__YOUR GOAL__. Print each of the entries exactly, leaving nothing out.

[INPUT DATA — start]

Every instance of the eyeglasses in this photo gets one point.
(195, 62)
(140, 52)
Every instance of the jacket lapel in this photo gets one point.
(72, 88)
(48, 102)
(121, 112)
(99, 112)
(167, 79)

[INPUT DATA — finish]

__OUTPUT FOR THIS EXERCISE__.
Every instance of the eyeglasses in this photo gets one point.
(195, 62)
(140, 52)
Every instance of the jacket lapel in this photo gets one point.
(72, 88)
(48, 102)
(121, 112)
(99, 112)
(167, 79)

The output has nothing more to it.